INPUT DATA:
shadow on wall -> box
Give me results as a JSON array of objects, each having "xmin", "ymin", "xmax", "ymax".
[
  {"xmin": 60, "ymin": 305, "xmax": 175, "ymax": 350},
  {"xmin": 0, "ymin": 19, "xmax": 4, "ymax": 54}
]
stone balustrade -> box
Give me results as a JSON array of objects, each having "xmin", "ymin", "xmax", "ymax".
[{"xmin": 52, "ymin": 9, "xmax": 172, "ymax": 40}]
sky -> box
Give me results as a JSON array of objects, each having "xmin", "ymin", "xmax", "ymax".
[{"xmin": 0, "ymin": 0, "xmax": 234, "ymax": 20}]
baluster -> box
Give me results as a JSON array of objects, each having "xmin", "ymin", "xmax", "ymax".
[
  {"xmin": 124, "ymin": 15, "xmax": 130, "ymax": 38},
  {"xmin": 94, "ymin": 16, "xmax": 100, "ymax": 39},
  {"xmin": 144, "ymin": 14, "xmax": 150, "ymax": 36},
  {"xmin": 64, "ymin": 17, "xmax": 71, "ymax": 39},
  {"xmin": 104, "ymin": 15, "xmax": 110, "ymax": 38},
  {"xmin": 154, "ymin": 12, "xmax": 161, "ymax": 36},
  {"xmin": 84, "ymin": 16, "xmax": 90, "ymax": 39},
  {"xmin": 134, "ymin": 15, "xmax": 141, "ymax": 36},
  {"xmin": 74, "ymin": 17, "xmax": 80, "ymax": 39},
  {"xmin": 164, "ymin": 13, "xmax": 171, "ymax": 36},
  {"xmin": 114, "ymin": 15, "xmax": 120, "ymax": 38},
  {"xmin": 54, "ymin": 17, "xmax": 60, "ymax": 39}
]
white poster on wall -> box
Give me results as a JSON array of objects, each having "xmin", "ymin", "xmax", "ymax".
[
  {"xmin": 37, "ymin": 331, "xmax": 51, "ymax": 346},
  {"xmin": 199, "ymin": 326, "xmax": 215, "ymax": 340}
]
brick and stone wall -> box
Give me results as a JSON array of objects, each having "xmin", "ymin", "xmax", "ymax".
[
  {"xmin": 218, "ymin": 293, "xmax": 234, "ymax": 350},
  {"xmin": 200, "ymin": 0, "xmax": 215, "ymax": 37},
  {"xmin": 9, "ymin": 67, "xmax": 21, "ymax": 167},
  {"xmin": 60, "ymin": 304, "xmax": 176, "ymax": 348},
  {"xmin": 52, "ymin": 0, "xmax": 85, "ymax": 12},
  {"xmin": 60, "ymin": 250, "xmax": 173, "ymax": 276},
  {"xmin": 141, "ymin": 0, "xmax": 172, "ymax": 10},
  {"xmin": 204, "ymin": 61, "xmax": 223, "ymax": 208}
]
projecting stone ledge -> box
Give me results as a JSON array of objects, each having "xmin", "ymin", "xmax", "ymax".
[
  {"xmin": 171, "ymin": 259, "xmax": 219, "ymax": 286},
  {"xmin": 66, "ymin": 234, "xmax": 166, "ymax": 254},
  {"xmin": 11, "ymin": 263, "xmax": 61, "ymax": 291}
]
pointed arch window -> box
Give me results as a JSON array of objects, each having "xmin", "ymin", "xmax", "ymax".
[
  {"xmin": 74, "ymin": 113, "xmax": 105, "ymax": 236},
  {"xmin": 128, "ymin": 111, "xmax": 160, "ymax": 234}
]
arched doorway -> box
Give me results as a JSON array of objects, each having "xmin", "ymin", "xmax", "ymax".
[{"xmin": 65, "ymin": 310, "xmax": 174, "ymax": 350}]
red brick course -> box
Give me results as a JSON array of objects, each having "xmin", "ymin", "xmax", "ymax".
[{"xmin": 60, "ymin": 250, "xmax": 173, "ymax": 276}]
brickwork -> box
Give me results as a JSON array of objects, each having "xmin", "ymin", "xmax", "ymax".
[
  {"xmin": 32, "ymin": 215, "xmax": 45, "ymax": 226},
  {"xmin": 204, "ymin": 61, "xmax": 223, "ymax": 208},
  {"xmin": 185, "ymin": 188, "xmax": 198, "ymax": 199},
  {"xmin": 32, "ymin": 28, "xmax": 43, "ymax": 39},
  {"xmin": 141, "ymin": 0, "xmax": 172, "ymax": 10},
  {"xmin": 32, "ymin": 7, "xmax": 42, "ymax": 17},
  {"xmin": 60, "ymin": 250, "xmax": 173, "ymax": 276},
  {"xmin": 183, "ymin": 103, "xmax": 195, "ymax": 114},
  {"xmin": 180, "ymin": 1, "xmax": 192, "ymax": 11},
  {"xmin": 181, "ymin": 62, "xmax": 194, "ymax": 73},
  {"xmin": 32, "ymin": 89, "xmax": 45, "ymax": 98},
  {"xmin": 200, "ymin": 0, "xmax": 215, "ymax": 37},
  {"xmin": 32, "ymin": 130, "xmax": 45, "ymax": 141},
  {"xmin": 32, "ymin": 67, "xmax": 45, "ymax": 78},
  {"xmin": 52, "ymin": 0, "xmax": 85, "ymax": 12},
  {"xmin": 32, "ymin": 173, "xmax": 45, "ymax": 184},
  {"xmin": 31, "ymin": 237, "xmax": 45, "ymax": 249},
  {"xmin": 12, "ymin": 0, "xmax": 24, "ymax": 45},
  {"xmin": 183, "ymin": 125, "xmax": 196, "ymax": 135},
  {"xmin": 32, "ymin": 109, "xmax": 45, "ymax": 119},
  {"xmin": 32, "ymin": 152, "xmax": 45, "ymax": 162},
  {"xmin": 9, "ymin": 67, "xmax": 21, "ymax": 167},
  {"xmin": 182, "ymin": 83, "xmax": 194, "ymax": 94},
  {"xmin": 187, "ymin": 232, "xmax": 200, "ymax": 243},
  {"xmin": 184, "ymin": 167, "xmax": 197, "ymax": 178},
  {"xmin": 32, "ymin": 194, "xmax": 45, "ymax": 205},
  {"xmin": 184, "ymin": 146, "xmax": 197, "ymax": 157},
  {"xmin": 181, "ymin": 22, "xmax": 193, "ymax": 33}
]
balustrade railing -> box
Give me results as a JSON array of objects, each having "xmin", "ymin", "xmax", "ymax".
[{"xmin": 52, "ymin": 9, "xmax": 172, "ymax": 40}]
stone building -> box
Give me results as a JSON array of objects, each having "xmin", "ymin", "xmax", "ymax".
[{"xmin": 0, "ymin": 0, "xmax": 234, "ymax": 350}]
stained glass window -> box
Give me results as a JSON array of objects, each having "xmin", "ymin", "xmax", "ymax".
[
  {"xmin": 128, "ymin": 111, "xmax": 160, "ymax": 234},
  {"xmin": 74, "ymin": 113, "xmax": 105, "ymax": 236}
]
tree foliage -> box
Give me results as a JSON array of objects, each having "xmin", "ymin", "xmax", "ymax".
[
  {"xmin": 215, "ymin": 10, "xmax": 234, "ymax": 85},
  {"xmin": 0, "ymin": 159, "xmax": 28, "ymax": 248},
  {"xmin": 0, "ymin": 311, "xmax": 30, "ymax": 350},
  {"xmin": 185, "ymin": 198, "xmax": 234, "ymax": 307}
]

PROBLEM DESCRIPTION: All of the data must be returned exactly.

SOLUTION BELOW:
shadow on wall -> box
Give me results as a JSON array of objects, each having "xmin", "ymin", "xmax", "ymax".
[
  {"xmin": 60, "ymin": 305, "xmax": 175, "ymax": 350},
  {"xmin": 0, "ymin": 19, "xmax": 4, "ymax": 54}
]
stone balustrade -> box
Give me results as a JSON array of objects, each having "xmin", "ymin", "xmax", "ymax".
[{"xmin": 52, "ymin": 9, "xmax": 172, "ymax": 40}]
sky -> box
Give me results as a JSON array of objects, each having "xmin", "ymin", "xmax", "ymax".
[{"xmin": 0, "ymin": 0, "xmax": 234, "ymax": 20}]
baluster -> box
Give me results as a JSON array of objects, each having "xmin", "ymin", "xmax", "ymax".
[
  {"xmin": 124, "ymin": 15, "xmax": 130, "ymax": 38},
  {"xmin": 94, "ymin": 16, "xmax": 100, "ymax": 39},
  {"xmin": 144, "ymin": 14, "xmax": 150, "ymax": 36},
  {"xmin": 64, "ymin": 17, "xmax": 71, "ymax": 39},
  {"xmin": 104, "ymin": 15, "xmax": 110, "ymax": 38},
  {"xmin": 154, "ymin": 12, "xmax": 161, "ymax": 36},
  {"xmin": 84, "ymin": 16, "xmax": 90, "ymax": 39},
  {"xmin": 134, "ymin": 15, "xmax": 141, "ymax": 36},
  {"xmin": 74, "ymin": 17, "xmax": 80, "ymax": 39},
  {"xmin": 164, "ymin": 13, "xmax": 171, "ymax": 36},
  {"xmin": 114, "ymin": 15, "xmax": 120, "ymax": 38},
  {"xmin": 54, "ymin": 17, "xmax": 60, "ymax": 39}
]
white poster on wall -> box
Give me results as a JSON array of objects, each having "xmin", "ymin", "xmax", "ymax".
[
  {"xmin": 37, "ymin": 331, "xmax": 51, "ymax": 346},
  {"xmin": 199, "ymin": 326, "xmax": 215, "ymax": 340}
]
brick and stone wall -> box
Give me results as a JSON array of objects, each having "xmin", "ymin", "xmax", "ymax".
[
  {"xmin": 218, "ymin": 293, "xmax": 234, "ymax": 350},
  {"xmin": 200, "ymin": 0, "xmax": 215, "ymax": 37},
  {"xmin": 9, "ymin": 67, "xmax": 21, "ymax": 167},
  {"xmin": 60, "ymin": 304, "xmax": 176, "ymax": 348},
  {"xmin": 52, "ymin": 0, "xmax": 85, "ymax": 12},
  {"xmin": 60, "ymin": 250, "xmax": 173, "ymax": 276},
  {"xmin": 141, "ymin": 0, "xmax": 172, "ymax": 10},
  {"xmin": 204, "ymin": 61, "xmax": 223, "ymax": 208}
]
projecting stone ledge -> box
Give me results as a JSON array of objects, each having "xmin", "ymin", "xmax", "ymax".
[
  {"xmin": 171, "ymin": 259, "xmax": 219, "ymax": 286},
  {"xmin": 66, "ymin": 234, "xmax": 166, "ymax": 254},
  {"xmin": 11, "ymin": 263, "xmax": 61, "ymax": 291}
]
pointed arch window -> box
Give me results as a JSON array of objects, each having "xmin", "ymin", "xmax", "ymax".
[
  {"xmin": 74, "ymin": 113, "xmax": 105, "ymax": 236},
  {"xmin": 128, "ymin": 111, "xmax": 160, "ymax": 234}
]
arched doorway -> box
Give me results as a JSON array of objects, each having "xmin", "ymin", "xmax", "ymax".
[{"xmin": 65, "ymin": 310, "xmax": 174, "ymax": 350}]
red brick course -> box
Give me results as a JSON array of objects, each having "xmin", "ymin", "xmax", "ymax".
[{"xmin": 60, "ymin": 250, "xmax": 173, "ymax": 276}]
brickwork -> box
Give me results as a JSON array of objects, each having "xmin", "ymin", "xmax", "ymax".
[
  {"xmin": 32, "ymin": 215, "xmax": 45, "ymax": 226},
  {"xmin": 204, "ymin": 61, "xmax": 223, "ymax": 208},
  {"xmin": 185, "ymin": 188, "xmax": 198, "ymax": 199},
  {"xmin": 32, "ymin": 28, "xmax": 43, "ymax": 39},
  {"xmin": 141, "ymin": 0, "xmax": 172, "ymax": 10},
  {"xmin": 32, "ymin": 7, "xmax": 42, "ymax": 17},
  {"xmin": 60, "ymin": 250, "xmax": 173, "ymax": 276},
  {"xmin": 183, "ymin": 103, "xmax": 195, "ymax": 114},
  {"xmin": 180, "ymin": 1, "xmax": 192, "ymax": 11},
  {"xmin": 181, "ymin": 62, "xmax": 194, "ymax": 73},
  {"xmin": 32, "ymin": 89, "xmax": 45, "ymax": 98},
  {"xmin": 200, "ymin": 0, "xmax": 215, "ymax": 37},
  {"xmin": 32, "ymin": 130, "xmax": 45, "ymax": 141},
  {"xmin": 32, "ymin": 67, "xmax": 45, "ymax": 78},
  {"xmin": 52, "ymin": 0, "xmax": 85, "ymax": 12},
  {"xmin": 32, "ymin": 173, "xmax": 45, "ymax": 184},
  {"xmin": 31, "ymin": 237, "xmax": 45, "ymax": 249},
  {"xmin": 12, "ymin": 0, "xmax": 24, "ymax": 45},
  {"xmin": 183, "ymin": 125, "xmax": 196, "ymax": 135},
  {"xmin": 32, "ymin": 109, "xmax": 45, "ymax": 119},
  {"xmin": 32, "ymin": 152, "xmax": 45, "ymax": 162},
  {"xmin": 9, "ymin": 67, "xmax": 21, "ymax": 167},
  {"xmin": 182, "ymin": 83, "xmax": 194, "ymax": 94},
  {"xmin": 187, "ymin": 232, "xmax": 200, "ymax": 243},
  {"xmin": 184, "ymin": 167, "xmax": 197, "ymax": 178},
  {"xmin": 32, "ymin": 194, "xmax": 45, "ymax": 205},
  {"xmin": 184, "ymin": 146, "xmax": 197, "ymax": 157},
  {"xmin": 181, "ymin": 22, "xmax": 193, "ymax": 33}
]
balustrade railing -> box
Give me results as a JSON array of objects, each having "xmin", "ymin", "xmax", "ymax".
[{"xmin": 52, "ymin": 9, "xmax": 172, "ymax": 40}]
stone building -> box
Give me results as a JSON array of objects, each having "xmin", "ymin", "xmax", "ymax".
[{"xmin": 0, "ymin": 0, "xmax": 234, "ymax": 350}]
stained glass window -> box
Give me results as a JSON array of objects, each having "xmin", "ymin", "xmax", "ymax".
[
  {"xmin": 128, "ymin": 111, "xmax": 160, "ymax": 234},
  {"xmin": 74, "ymin": 113, "xmax": 105, "ymax": 236}
]
tree foliage -> box
Give me results as a JSON array of objects, each having "xmin", "ymin", "xmax", "ymax".
[
  {"xmin": 215, "ymin": 10, "xmax": 234, "ymax": 85},
  {"xmin": 0, "ymin": 159, "xmax": 28, "ymax": 248},
  {"xmin": 0, "ymin": 311, "xmax": 30, "ymax": 350},
  {"xmin": 185, "ymin": 198, "xmax": 234, "ymax": 307}
]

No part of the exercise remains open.